▶ Objective
Rewrite everything from the start of the rows down to and including the line that contains "[[[154,109],[159,107],[159,105],[154,93],[147,91],[147,109]]]" as a Markdown table with the columns Line No. and Line Text, numbering each line and skipping blank lines. Leave the pictures out.

(Outline labeling rows)
☆ ☆ ☆ ☆ ☆
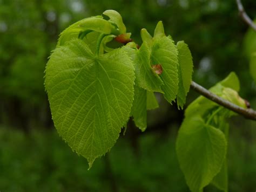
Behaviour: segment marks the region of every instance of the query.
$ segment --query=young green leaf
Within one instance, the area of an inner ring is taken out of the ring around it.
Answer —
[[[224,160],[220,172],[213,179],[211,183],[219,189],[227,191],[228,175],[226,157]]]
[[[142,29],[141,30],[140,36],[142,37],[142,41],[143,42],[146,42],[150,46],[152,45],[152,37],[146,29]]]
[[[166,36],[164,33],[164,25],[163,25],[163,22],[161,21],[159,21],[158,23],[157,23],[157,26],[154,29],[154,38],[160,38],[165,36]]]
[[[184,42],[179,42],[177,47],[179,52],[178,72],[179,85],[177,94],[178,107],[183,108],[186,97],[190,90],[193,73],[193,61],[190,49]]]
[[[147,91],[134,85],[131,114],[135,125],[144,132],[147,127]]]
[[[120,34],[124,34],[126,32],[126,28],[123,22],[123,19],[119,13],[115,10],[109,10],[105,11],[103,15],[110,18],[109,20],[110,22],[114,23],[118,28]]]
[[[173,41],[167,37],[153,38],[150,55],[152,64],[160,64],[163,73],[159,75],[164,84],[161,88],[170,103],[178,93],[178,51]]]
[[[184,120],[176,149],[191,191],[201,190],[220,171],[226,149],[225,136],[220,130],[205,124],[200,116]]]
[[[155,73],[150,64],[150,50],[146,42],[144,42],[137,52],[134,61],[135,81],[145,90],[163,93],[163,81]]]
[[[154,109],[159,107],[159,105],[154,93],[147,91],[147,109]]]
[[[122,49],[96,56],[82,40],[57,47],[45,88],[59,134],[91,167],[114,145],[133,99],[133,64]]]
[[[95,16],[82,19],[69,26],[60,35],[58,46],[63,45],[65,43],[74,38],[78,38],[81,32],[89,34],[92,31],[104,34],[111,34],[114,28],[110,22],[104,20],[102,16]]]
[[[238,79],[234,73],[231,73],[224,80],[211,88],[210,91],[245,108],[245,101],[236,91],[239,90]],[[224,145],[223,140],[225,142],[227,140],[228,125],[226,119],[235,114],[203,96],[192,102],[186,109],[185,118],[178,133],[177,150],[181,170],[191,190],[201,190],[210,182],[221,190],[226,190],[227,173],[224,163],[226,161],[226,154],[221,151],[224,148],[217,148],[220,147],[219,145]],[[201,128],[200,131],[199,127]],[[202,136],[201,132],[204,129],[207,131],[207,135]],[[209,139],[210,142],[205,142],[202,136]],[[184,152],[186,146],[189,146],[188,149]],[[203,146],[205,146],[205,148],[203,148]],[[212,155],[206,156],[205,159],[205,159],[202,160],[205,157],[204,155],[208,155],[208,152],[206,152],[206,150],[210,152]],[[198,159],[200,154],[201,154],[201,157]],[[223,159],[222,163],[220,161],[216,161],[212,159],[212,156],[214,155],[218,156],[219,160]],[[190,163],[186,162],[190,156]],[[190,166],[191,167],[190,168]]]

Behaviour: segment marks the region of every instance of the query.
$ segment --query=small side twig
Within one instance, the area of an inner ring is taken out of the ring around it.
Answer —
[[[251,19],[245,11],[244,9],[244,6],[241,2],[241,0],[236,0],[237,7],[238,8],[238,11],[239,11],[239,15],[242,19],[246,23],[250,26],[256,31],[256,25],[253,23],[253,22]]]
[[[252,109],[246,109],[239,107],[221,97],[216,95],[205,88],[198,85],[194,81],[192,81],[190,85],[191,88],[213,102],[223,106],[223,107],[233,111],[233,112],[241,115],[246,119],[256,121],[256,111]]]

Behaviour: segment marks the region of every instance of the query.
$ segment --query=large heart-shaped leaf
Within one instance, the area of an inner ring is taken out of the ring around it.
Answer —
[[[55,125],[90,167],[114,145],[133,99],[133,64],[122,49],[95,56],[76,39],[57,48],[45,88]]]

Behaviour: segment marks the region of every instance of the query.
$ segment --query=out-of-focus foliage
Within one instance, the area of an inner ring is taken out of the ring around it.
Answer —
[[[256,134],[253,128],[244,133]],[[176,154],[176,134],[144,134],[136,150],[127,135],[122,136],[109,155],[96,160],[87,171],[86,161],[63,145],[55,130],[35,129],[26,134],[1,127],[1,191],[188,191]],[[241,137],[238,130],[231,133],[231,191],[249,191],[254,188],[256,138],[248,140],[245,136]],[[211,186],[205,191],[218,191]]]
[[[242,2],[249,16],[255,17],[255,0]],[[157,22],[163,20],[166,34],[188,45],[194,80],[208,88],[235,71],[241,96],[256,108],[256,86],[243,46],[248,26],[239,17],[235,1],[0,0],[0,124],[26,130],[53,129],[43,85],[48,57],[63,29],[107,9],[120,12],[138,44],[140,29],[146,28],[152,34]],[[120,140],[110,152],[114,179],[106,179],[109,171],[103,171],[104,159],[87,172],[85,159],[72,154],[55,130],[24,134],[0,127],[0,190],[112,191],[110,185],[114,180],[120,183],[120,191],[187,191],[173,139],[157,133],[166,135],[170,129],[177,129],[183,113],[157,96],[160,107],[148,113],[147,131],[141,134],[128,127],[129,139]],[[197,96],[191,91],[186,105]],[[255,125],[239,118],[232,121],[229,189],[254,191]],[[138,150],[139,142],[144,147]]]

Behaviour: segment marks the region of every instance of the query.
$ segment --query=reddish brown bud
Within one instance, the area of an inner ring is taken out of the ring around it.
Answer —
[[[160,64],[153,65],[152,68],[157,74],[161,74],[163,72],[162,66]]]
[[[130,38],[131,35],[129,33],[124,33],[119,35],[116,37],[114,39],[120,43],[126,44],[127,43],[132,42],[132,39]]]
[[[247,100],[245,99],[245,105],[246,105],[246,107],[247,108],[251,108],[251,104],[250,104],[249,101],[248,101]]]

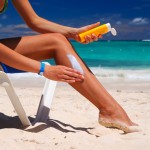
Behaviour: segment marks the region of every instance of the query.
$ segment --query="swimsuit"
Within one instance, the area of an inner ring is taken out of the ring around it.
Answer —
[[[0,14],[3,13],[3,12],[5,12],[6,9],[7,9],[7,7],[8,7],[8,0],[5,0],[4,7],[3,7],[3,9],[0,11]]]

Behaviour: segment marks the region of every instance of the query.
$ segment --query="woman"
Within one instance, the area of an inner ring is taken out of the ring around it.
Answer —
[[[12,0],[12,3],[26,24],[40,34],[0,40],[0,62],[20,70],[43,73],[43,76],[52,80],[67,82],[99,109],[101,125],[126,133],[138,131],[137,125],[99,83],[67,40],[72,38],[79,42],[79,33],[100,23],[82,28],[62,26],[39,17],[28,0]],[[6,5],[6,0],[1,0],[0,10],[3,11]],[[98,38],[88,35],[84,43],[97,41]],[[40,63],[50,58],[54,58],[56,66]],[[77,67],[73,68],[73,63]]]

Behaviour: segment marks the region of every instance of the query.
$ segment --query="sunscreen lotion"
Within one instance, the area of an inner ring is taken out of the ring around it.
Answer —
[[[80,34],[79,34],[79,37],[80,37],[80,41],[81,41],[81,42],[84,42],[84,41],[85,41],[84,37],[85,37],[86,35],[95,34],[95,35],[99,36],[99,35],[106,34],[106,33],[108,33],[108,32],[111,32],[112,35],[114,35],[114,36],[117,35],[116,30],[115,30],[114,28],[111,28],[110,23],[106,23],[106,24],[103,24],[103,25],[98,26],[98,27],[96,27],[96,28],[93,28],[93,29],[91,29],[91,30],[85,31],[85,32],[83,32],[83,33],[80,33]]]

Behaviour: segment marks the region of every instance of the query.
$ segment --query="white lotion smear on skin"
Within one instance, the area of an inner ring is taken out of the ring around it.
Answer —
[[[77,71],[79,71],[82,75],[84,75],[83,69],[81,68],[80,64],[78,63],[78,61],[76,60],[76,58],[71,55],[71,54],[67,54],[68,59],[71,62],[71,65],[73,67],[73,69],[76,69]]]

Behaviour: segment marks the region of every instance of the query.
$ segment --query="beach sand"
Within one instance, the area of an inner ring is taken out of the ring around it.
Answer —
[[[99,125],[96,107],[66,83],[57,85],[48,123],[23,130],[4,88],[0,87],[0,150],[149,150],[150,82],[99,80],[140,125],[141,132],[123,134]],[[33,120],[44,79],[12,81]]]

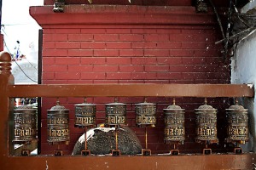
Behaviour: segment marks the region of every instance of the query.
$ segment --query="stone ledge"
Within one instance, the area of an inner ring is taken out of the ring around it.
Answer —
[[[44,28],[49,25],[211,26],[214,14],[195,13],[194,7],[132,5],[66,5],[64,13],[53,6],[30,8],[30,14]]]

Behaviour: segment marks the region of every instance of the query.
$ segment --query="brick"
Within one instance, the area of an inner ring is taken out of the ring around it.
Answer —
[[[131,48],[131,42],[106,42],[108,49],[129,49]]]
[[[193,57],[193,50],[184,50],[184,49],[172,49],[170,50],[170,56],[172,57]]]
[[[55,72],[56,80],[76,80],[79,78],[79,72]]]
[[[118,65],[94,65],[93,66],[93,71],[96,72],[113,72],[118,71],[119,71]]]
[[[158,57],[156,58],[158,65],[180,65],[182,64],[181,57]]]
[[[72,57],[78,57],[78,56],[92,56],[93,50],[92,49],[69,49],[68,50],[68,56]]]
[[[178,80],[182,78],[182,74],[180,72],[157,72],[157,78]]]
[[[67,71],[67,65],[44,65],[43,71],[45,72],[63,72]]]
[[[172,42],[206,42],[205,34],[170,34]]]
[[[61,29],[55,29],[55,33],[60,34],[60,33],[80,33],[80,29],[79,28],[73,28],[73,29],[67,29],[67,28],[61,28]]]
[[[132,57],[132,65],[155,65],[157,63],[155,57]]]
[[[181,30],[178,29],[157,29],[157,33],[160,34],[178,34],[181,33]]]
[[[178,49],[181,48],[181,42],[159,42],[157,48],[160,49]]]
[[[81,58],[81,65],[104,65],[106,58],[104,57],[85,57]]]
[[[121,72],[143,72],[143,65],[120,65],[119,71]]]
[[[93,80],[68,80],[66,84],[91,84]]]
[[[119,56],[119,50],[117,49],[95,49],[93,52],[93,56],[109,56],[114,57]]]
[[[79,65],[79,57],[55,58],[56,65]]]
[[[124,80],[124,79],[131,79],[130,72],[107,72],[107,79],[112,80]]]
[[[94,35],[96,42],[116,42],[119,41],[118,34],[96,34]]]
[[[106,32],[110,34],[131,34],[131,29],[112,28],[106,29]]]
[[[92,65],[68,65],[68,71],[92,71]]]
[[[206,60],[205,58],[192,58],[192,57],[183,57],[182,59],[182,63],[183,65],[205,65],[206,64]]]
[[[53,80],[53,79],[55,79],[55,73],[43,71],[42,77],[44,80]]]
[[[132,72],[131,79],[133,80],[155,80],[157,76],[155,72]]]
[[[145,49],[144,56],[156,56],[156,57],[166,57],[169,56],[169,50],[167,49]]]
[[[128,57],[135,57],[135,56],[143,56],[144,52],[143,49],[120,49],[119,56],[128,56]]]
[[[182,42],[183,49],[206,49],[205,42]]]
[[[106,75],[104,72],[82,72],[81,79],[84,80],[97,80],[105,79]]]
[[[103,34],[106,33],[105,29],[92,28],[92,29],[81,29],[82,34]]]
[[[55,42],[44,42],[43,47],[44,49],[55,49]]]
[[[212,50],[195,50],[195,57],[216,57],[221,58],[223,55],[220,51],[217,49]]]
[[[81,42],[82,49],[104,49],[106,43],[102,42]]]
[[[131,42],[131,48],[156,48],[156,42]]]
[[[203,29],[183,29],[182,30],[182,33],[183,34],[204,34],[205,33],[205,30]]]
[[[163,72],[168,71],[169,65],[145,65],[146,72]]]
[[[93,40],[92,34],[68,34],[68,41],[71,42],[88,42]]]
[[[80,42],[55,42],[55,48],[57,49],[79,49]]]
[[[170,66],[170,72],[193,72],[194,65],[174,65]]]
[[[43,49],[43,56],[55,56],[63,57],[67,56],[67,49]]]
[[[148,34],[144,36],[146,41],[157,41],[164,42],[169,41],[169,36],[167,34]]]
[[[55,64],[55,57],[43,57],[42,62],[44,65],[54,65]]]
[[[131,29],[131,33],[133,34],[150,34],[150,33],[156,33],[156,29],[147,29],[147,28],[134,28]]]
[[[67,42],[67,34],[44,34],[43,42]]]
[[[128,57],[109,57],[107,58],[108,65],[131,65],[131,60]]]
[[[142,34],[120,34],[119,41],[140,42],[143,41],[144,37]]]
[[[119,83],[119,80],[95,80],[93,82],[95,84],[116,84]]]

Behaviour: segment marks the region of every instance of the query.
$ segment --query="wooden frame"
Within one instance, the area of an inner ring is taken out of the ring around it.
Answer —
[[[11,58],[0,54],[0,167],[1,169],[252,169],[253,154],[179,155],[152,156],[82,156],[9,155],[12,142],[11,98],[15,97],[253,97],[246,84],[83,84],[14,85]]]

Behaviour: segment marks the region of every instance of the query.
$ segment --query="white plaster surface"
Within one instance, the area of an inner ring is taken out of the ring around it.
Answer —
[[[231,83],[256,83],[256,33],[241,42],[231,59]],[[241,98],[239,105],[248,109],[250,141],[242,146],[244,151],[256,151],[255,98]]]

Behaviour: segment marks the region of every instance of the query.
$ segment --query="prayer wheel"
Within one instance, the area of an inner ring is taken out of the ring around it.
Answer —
☆ ☆ ☆ ☆ ☆
▶ Task output
| Line No. | Line Text |
|---|---|
| 1 | Behaviour: segment marks the region of every instance of the query. |
| 2 | $ segment --query=young green leaf |
| 3 | Within one instance, the area of an inner ring is taken out of the ring around it. |
| 4 | Answer — |
| 5 | [[[224,160],[220,172],[213,179],[211,183],[219,189],[227,191],[228,175],[226,157]]] |
| 6 | [[[142,29],[141,30],[140,36],[142,37],[142,41],[143,42],[146,42],[150,46],[152,45],[152,37],[146,29]]] |
| 7 | [[[166,36],[164,33],[164,25],[163,25],[163,22],[161,21],[159,21],[158,23],[157,23],[157,26],[154,29],[154,38],[160,38],[165,36]]] |
| 8 | [[[184,42],[179,42],[177,47],[179,52],[178,72],[179,85],[177,94],[178,107],[183,108],[186,97],[190,90],[193,73],[193,61],[190,49]]] |
| 9 | [[[147,91],[134,85],[131,114],[135,125],[144,132],[147,127]]] |
| 10 | [[[120,34],[124,34],[126,32],[126,28],[123,22],[123,19],[119,13],[115,10],[109,10],[105,11],[103,15],[110,18],[109,20],[110,22],[114,23],[118,28]]] |
| 11 | [[[173,41],[167,37],[153,38],[150,55],[152,64],[160,64],[163,73],[159,75],[164,84],[161,88],[170,103],[178,93],[178,51]]] |
| 12 | [[[184,120],[176,149],[191,191],[201,190],[220,171],[226,149],[225,136],[220,130],[205,124],[200,116]]] |
| 13 | [[[155,73],[150,64],[150,50],[146,42],[144,42],[137,52],[134,61],[135,81],[145,90],[163,93],[163,81]]] |
| 14 | [[[154,109],[159,107],[159,105],[154,93],[147,91],[147,109]]] |